**SOURCE DOCUMENT:**
****

Sunday 18 February 2018

Councillor had high level of morphine at time of death

Veronica Sharkey
Veronica Sharkey
Veronica Sharkey, who had an internal morphine pump fitted, died suddenly in her home after returning from a routine visit to the Mater Hospital
Emma Jane Hade

Emma Jane Hade

A COUNCILLOR had high levels of morphine in her body when she died, an inquest has heard.

Veronica Sharkey, who had an internal morphine pump fitted, died suddenly in her home after returning from a routine visit to the Mater Hospital.

The 63-year-old Cavan councillor had the medicinal pump fitted for chronic back pain in 2003 due to collapsed vertebrae, and the device required regular refilling.

Mrs Sharkey was found dead in her home at 5.30am on the morning of May 13, 2008, by her husband Patrick. In his statement at the inquest into her death last month – which was held after legal delays – Mr Sharkey said his wife had attended the hospital the day before in order to have her morphine pump refilled, a routine appointment which was required every 60 to 70 days.

Upon her return from hospital that evening, Ms Sharkey attended a council meeting and spent most of the evening sick.

****

**DATA EXCERPTS:**
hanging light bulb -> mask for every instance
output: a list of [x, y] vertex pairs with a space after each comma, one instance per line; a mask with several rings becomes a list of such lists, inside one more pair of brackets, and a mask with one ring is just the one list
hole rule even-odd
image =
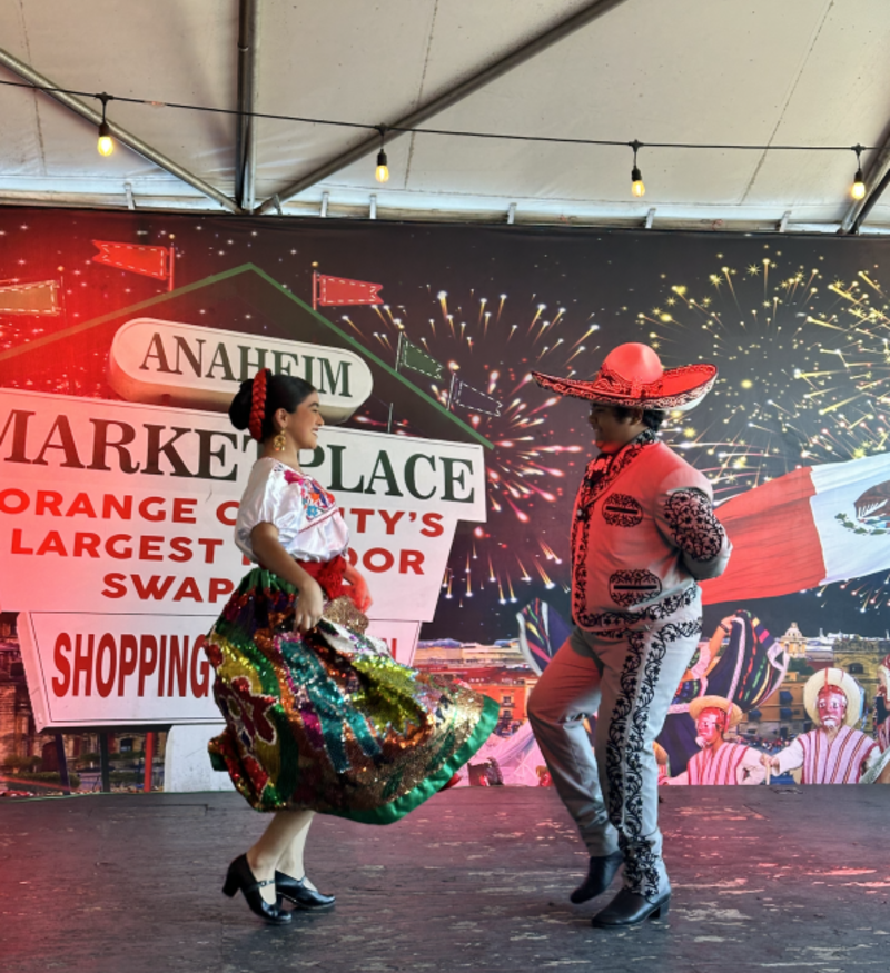
[[111, 152], [115, 151], [115, 142], [111, 138], [111, 129], [108, 127], [108, 122], [105, 118], [105, 111], [108, 107], [108, 101], [111, 96], [102, 92], [99, 98], [102, 101], [102, 120], [99, 123], [99, 141], [96, 148], [98, 149], [100, 156], [110, 156]]
[[862, 155], [862, 146], [853, 146], [853, 151], [856, 152], [856, 176], [853, 176], [853, 185], [850, 187], [850, 196], [852, 196], [853, 199], [864, 199], [866, 180], [862, 178], [862, 163], [859, 159]]
[[643, 143], [634, 139], [632, 142], [629, 142], [629, 145], [633, 149], [633, 169], [631, 169], [631, 192], [633, 192], [633, 195], [637, 199], [642, 199], [646, 195], [646, 187], [643, 185], [643, 173], [636, 166], [636, 152], [640, 148], [642, 148]]
[[386, 138], [386, 126], [378, 125], [377, 131], [380, 133], [380, 151], [377, 152], [377, 168], [374, 171], [374, 178], [378, 182], [389, 181], [389, 166], [386, 165], [386, 152], [383, 148], [383, 141]]

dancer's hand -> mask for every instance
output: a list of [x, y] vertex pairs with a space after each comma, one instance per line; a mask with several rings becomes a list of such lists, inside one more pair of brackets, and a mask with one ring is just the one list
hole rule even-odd
[[307, 576], [299, 586], [294, 605], [294, 632], [305, 635], [310, 628], [315, 628], [324, 610], [325, 595], [322, 586], [315, 578]]
[[353, 590], [349, 594], [353, 597], [353, 602], [355, 602], [356, 608], [359, 612], [367, 612], [374, 603], [370, 599], [368, 583], [365, 580], [364, 575], [348, 564], [343, 573], [343, 579], [352, 586]]

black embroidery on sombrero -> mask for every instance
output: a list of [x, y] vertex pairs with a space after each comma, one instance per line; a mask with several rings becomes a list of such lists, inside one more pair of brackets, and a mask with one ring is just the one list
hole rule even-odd
[[633, 443], [622, 449], [605, 469], [602, 468], [600, 457], [587, 465], [575, 502], [575, 517], [572, 520], [572, 615], [578, 624], [583, 624], [581, 618], [584, 616], [586, 607], [584, 595], [587, 589], [587, 544], [590, 540], [587, 510], [640, 454], [656, 441], [655, 434], [651, 429], [645, 429]]
[[610, 494], [603, 500], [603, 519], [613, 527], [635, 527], [643, 519], [643, 507], [627, 494]]
[[609, 820], [619, 833], [624, 855], [624, 880], [631, 892], [650, 901], [659, 894], [659, 858], [643, 838], [643, 770], [649, 711], [655, 697], [668, 646], [701, 632], [700, 619], [668, 624], [657, 632], [629, 632], [627, 655], [619, 679], [619, 694], [605, 751], [609, 781]]
[[[646, 605], [639, 612], [585, 612], [577, 617], [582, 628], [614, 628], [616, 625], [629, 626], [635, 622], [663, 622], [681, 608], [688, 608], [695, 602], [699, 586], [691, 584], [688, 588], [671, 595], [654, 605]], [[699, 629], [701, 631], [701, 628]]]
[[664, 519], [676, 546], [693, 560], [712, 560], [723, 546], [723, 525], [701, 490], [676, 490], [664, 505]]
[[609, 595], [616, 605], [625, 608], [651, 602], [661, 594], [661, 579], [646, 568], [616, 570], [609, 578]]

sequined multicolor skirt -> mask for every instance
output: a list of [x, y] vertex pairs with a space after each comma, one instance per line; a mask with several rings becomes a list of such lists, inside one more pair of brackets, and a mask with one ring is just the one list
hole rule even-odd
[[359, 633], [363, 616], [347, 599], [329, 604], [308, 635], [295, 634], [295, 597], [255, 568], [207, 637], [227, 724], [210, 741], [214, 766], [258, 811], [398, 821], [485, 743], [497, 704], [396, 663]]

****

**REQUIRED WORK:**
Answer these questions from the article about the councillor's inquest.
1. In what year was the morphine pump fitted, and for what condition?
2. On what date and at what time was Mrs Sharkey found dead, and who found her?
3. How often was the routine refill appointment required?

**EXPECTED OUTPUT:**
1. It was fitted in 2003 for chronic back pain caused by collapsed vertebrae.
2. Her husband, Patrick, found her at 5.30am on May 13, 2008.
3. It was required every 60 to 70 days.